» **Provided text**:
———

This book is the result of a collective effort of more than two dozen scientists, all sharing an interest in finding effective solutions to the imminent crisis of global warming and large-scale alterations of the Earth system. Our common goal was to develop new ideas and insights that may assist negotiations of new global agreements on global climate governance for the period after 2012, when the current commitment period under the 1997 Kyoto Protocol to the 1992 United Nations Framework Convention on Climate Change expires.

Many have described the creation of a stable long-term architecture for global climate governance as one of the largest political challenges of our time, with tremendous implications for most areas of human life. These implications range from far-reaching reforms in the richer industrialized countries with high per capita emissions of greenhouse gases to the parallel quest of the many poorer societies in the developing world to lift the living standards and eradicate poverty while limiting growth in greenhouse gas emissions to the extent possible. While mitigation of global warming must have centre stage in current policies to prevent further build-up of greenhouse gases in the atmosphere, it is also vital to prepare for a world that may be substantially warmer than today due to failed or belated climate policies in the past. This book thus addresses both governance for mitigation and governance for adaptation, and, in particular, possible synergies and conflicts between both policy objectives.

———

(Coordinate annotation entries)
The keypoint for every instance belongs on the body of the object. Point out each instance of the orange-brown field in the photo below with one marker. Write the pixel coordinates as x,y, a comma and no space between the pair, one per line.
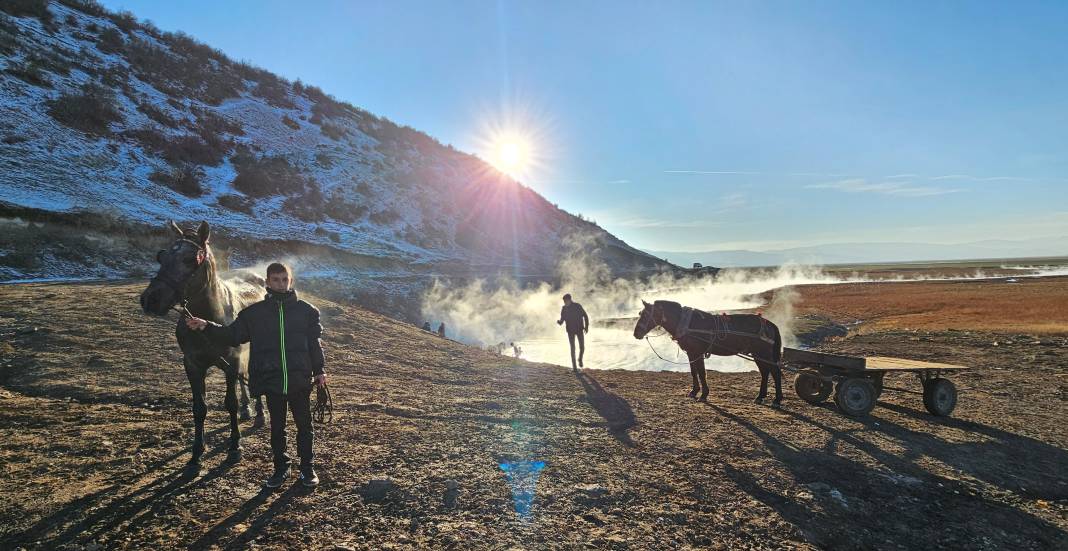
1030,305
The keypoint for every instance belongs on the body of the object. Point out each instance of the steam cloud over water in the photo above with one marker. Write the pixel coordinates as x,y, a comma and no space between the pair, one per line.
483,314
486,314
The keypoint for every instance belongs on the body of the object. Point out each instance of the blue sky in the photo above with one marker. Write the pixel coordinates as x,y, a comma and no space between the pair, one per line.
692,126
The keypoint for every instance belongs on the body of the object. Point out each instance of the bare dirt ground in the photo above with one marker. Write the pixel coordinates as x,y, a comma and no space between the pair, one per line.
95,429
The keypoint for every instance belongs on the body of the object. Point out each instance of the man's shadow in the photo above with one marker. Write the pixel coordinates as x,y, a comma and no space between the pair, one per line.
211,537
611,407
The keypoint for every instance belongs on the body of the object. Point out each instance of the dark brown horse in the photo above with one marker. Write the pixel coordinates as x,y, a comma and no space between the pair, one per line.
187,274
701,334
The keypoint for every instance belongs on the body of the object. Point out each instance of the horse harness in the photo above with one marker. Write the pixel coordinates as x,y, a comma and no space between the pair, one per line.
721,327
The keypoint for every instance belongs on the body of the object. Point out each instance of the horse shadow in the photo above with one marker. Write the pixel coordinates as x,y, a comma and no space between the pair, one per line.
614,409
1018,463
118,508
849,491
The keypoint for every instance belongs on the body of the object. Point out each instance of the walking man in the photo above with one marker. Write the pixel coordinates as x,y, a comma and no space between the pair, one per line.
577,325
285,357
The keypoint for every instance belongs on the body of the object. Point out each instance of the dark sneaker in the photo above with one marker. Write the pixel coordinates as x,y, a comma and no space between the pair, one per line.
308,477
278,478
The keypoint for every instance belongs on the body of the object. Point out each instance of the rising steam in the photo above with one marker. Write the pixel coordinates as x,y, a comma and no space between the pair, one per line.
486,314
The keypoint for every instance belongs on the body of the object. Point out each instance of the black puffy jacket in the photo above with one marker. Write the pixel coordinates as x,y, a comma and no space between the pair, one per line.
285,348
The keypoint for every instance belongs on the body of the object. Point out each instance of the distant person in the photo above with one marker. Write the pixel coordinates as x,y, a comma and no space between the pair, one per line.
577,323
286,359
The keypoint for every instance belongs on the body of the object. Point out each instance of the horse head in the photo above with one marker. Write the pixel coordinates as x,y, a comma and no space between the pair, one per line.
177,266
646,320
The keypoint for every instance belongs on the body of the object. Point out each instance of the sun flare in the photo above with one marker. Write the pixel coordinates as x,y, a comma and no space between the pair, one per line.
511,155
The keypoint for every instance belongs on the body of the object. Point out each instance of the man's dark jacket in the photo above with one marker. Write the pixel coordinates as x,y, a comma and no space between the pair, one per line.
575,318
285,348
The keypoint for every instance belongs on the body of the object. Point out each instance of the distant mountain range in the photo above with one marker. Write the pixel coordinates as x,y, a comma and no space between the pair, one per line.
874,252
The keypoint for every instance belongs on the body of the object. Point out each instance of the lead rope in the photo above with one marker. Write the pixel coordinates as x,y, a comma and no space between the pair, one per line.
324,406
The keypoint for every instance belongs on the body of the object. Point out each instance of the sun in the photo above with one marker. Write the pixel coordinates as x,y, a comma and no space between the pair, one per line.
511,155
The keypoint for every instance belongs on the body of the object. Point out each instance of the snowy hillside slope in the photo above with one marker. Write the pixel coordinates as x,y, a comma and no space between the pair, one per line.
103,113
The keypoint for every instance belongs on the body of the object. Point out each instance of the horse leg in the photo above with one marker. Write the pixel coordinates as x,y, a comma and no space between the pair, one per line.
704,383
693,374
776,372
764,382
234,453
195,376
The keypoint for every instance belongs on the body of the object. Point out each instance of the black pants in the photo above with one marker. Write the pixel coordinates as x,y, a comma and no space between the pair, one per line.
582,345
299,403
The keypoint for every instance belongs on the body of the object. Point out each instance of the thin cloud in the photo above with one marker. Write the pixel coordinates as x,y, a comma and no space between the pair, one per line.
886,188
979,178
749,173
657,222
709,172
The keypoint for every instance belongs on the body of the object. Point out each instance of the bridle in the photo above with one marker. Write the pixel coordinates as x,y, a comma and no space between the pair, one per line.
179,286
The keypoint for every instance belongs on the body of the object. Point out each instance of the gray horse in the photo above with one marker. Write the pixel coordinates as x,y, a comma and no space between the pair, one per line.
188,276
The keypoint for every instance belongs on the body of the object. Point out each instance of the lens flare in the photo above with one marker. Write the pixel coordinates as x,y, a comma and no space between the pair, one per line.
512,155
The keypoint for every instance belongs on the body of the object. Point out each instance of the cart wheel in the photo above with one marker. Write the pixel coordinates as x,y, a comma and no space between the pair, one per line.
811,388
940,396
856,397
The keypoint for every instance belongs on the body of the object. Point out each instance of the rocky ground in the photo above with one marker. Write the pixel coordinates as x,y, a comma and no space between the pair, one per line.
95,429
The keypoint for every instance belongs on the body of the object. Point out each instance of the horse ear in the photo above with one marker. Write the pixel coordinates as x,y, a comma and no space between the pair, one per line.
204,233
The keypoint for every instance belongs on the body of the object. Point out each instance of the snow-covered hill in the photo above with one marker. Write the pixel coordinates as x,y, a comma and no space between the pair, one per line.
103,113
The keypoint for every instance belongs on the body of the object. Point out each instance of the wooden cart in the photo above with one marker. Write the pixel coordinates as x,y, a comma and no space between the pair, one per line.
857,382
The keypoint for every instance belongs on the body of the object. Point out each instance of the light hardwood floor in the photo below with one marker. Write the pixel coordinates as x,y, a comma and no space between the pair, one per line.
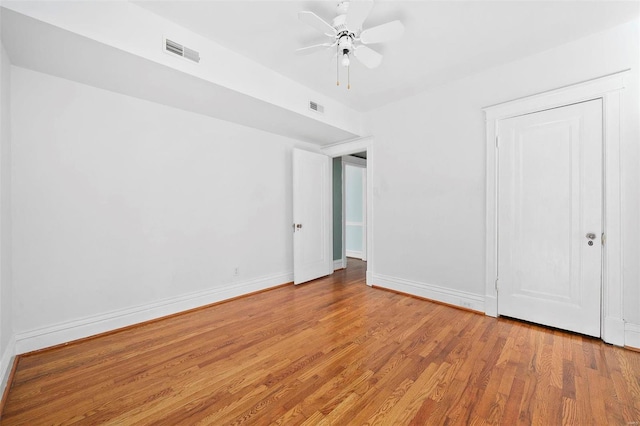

———

» **Task objective**: Please extract the full climate governance passage above, copying every word unchanged.

» **Result**:
This book is the result of a collective effort of more than two dozen scientists, all sharing an interest in finding effective solutions to the imminent crisis of global warming and large-scale alterations of the Earth system. Our common goal was to develop new ideas and insights that may assist negotiations of new global agreements on global climate governance for the period after 2012, when the current commitment period under the 1997 Kyoto Protocol to the 1992 United Nations Framework Convention on Climate Change expires.

Many have described the creation of a stable long-term architecture for global climate governance as one of the largest political challenges of our time, with tremendous implications for most areas of human life. These implications range from far-reaching reforms in the richer industrialized countries with high per capita emissions of greenhouse gases to the parallel quest of the many poorer societies in the developing world to lift the living standards and eradicate poverty while limiting growth in greenhouse gas emissions to the extent possible. While mitigation of global warming must have centre stage in current policies to prevent further build-up of greenhouse gases in the atmosphere, it is also vital to prepare for a world that may be substantially warmer than today due to failed or belated climate policies in the past. This book thus addresses both governance for mitigation and governance for adaptation, and, in particular, possible synergies and conflicts between both policy objectives.